[AVAILABLE RECORDS]

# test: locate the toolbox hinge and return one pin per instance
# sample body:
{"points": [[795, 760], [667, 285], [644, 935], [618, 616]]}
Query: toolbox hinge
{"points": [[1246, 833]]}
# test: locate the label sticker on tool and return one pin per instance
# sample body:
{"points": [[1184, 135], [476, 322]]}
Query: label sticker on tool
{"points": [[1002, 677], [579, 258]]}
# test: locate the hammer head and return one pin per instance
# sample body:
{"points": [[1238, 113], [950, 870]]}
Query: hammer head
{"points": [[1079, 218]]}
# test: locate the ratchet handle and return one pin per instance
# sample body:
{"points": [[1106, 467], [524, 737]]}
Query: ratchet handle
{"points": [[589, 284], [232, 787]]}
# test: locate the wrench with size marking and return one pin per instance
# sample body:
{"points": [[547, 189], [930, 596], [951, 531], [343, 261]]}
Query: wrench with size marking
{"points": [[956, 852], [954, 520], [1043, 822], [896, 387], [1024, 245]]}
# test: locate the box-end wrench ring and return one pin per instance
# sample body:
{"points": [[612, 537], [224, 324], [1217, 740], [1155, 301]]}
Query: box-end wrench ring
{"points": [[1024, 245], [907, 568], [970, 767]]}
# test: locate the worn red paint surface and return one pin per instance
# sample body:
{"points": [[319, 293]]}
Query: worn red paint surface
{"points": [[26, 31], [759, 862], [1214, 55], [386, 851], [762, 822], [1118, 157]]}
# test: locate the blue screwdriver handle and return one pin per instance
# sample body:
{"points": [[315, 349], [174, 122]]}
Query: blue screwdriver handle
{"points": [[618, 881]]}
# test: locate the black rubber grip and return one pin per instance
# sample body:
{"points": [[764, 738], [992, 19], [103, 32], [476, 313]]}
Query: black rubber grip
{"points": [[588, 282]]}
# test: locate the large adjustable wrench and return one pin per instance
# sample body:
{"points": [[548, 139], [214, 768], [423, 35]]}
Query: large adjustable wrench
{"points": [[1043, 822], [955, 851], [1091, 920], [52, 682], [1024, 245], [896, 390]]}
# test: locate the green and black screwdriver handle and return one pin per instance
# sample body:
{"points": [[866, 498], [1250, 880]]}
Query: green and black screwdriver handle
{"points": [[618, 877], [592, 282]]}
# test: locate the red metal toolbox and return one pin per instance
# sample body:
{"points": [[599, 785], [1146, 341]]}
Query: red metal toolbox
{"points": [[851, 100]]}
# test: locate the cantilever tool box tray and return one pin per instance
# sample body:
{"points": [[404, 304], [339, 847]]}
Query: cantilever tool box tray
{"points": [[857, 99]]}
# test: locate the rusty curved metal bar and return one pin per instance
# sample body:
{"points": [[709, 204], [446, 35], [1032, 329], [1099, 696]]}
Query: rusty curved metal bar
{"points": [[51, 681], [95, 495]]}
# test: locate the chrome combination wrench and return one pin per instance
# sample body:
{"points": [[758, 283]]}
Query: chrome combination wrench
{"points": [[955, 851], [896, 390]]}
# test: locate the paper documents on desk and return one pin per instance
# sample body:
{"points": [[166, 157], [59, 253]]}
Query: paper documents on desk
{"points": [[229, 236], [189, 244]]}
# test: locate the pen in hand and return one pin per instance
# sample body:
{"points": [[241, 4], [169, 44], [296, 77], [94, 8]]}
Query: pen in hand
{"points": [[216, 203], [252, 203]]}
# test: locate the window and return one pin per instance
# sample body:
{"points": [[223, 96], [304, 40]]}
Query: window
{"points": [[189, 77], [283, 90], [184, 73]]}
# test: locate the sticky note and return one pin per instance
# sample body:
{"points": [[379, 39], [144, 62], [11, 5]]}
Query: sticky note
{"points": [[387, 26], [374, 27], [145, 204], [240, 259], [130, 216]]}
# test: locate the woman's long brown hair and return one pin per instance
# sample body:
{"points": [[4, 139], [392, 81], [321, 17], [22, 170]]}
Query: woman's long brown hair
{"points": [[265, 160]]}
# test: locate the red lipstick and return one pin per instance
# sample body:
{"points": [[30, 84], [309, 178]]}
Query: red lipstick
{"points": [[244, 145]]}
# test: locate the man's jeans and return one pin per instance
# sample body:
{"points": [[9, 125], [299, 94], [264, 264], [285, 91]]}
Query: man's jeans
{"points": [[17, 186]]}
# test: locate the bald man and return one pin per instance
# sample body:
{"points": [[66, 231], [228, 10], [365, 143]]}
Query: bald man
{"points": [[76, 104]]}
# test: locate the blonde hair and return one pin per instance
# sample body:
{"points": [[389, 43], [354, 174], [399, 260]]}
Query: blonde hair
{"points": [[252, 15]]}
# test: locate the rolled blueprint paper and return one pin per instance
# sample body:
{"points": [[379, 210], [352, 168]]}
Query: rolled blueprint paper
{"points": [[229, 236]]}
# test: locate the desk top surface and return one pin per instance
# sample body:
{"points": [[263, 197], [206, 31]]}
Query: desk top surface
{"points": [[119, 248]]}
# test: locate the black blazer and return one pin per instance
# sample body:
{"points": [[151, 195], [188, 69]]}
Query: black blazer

[/AVAILABLE RECORDS]

### TASK PROMPT
All the lines above must be output exactly, with none omitted.

### SOLUTION TO THIS EXERCISE
# test: locate the toolbox hinge and return one pin per instance
# sample body:
{"points": [[795, 760], [667, 285], [644, 935], [618, 616]]}
Query: toolbox hinge
{"points": [[1246, 833]]}
# test: locate the label sticker on tool and return one pin per instance
# sample body:
{"points": [[1184, 135], [476, 322]]}
Query: label sticker on tool
{"points": [[1002, 677], [579, 258]]}
# test: locate the hammer head and return one pin per instance
# sample body:
{"points": [[1238, 113], [950, 870]]}
Query: hammer head
{"points": [[1079, 218]]}
# test: locate the ratchet handle and return one pin per instance
# sample body:
{"points": [[1106, 467], [524, 737]]}
Query: ratchet handle
{"points": [[589, 284], [232, 787]]}
# test: locate the wrench with size marking and return one pin per instance
# sample body:
{"points": [[547, 189], [930, 596], [951, 531], [343, 261]]}
Query: wrench with size marking
{"points": [[956, 852], [954, 520], [1043, 822], [896, 387], [1024, 245]]}
# test: locate the box-end wrench ring and return one pin per instance
# sample body:
{"points": [[612, 537], [224, 324], [1217, 740], [1155, 301]]}
Query: box-end wrench ring
{"points": [[1024, 245], [907, 568], [970, 767]]}
# test: locate the worn red paint surface and return one pin per instance
# sample body:
{"points": [[319, 293]]}
Query: worn red paint surface
{"points": [[26, 31], [759, 862], [1214, 55], [386, 851], [762, 822], [1118, 157]]}
# test: locate the blue screwdriver handle and return one pin per instance
# sample body:
{"points": [[315, 349], [174, 122]]}
Query: blue screwdriver handle
{"points": [[618, 881]]}
# test: locate the black rubber grip and return one pin per instance
# sample body:
{"points": [[764, 738], [992, 19], [103, 32], [476, 313]]}
Query: black rubber grip
{"points": [[588, 282]]}
# test: locate the large adjustable wrench and return one pin per instance
# sample body:
{"points": [[548, 139], [214, 768], [423, 35]]}
Query: large adjustable wrench
{"points": [[1043, 822], [955, 851], [1091, 920], [52, 682], [1024, 245], [896, 390]]}
# test: locate the green and black screwdriver handle and return one pin per instance
# sample body:
{"points": [[866, 498], [1250, 880]]}
Query: green and black screwdriver handle
{"points": [[618, 877], [592, 282]]}
# test: locate the red metal toolbox and return one pin per instance
# sample body:
{"points": [[599, 785], [1146, 341]]}
Query: red metal toolbox
{"points": [[851, 100]]}
# test: locate the cantilever tool box tray and return one pin per instance
# sample body:
{"points": [[404, 304], [339, 847]]}
Query: cantilever tool box tray
{"points": [[857, 99]]}
# test: locate the rusty curved metal bar and return one pin per instance
# sample body:
{"points": [[709, 204], [446, 35], [1032, 329], [1099, 696]]}
Query: rusty curved metal bar
{"points": [[51, 681], [95, 495]]}
# test: locate the chrome combination wrench and return one pin per instance
# sample body:
{"points": [[758, 283]]}
Query: chrome combination wrench
{"points": [[955, 851], [896, 390]]}
# test: locate the paper documents on desk and return one pin per instance
# sample body:
{"points": [[166, 157], [59, 253]]}
Query: paper documents on desk
{"points": [[229, 236], [189, 244]]}
# test: locate the pen in hand and return one pin per instance
# sample body:
{"points": [[241, 4], [169, 44], [296, 77], [94, 8]]}
Query: pen in hand
{"points": [[216, 203], [252, 203]]}
# test: locate the window and return one pin per instance
# sample body:
{"points": [[223, 96], [304, 40]]}
Query: window
{"points": [[189, 77], [283, 90], [184, 73]]}
# test: locate the sticky note and return one pin per instance
# sample body:
{"points": [[379, 39], [144, 62], [11, 5]]}
Query: sticky note
{"points": [[387, 26], [374, 27], [145, 204], [240, 259], [130, 216]]}
# test: locate the woman's long brown hair and return one pin per instance
# sample body:
{"points": [[4, 139], [392, 81], [321, 17], [22, 170]]}
Query: woman's long brown hair
{"points": [[265, 160]]}
# test: locate the red lipstick and return one pin per instance
# sample body:
{"points": [[30, 84], [309, 178]]}
Query: red lipstick
{"points": [[244, 145]]}
# test: locate the man's jeans and return one pin per instance
# sample body:
{"points": [[9, 125], [299, 94], [264, 264], [285, 91]]}
Query: man's jeans
{"points": [[17, 186]]}
# test: locate the bald man and return one pin per instance
# sample body:
{"points": [[66, 231], [228, 10], [365, 143]]}
Query: bald man
{"points": [[76, 104]]}
# test: locate the blonde hair and return one pin per instance
# sample body:
{"points": [[389, 43], [354, 174], [399, 260]]}
Query: blonde hair
{"points": [[252, 15]]}
# test: locate the rolled blueprint paper and return one pin per instance
# sample body:
{"points": [[379, 210], [352, 168]]}
Query: rolled blueprint paper
{"points": [[229, 236]]}
# test: locate the desk top surface and return one pin per instance
# sample body:
{"points": [[263, 197], [206, 31]]}
Query: desk top surface
{"points": [[119, 248]]}
# test: locate the black blazer and return one pin per instance
# sample body:
{"points": [[151, 195], [188, 69]]}
Query: black blazer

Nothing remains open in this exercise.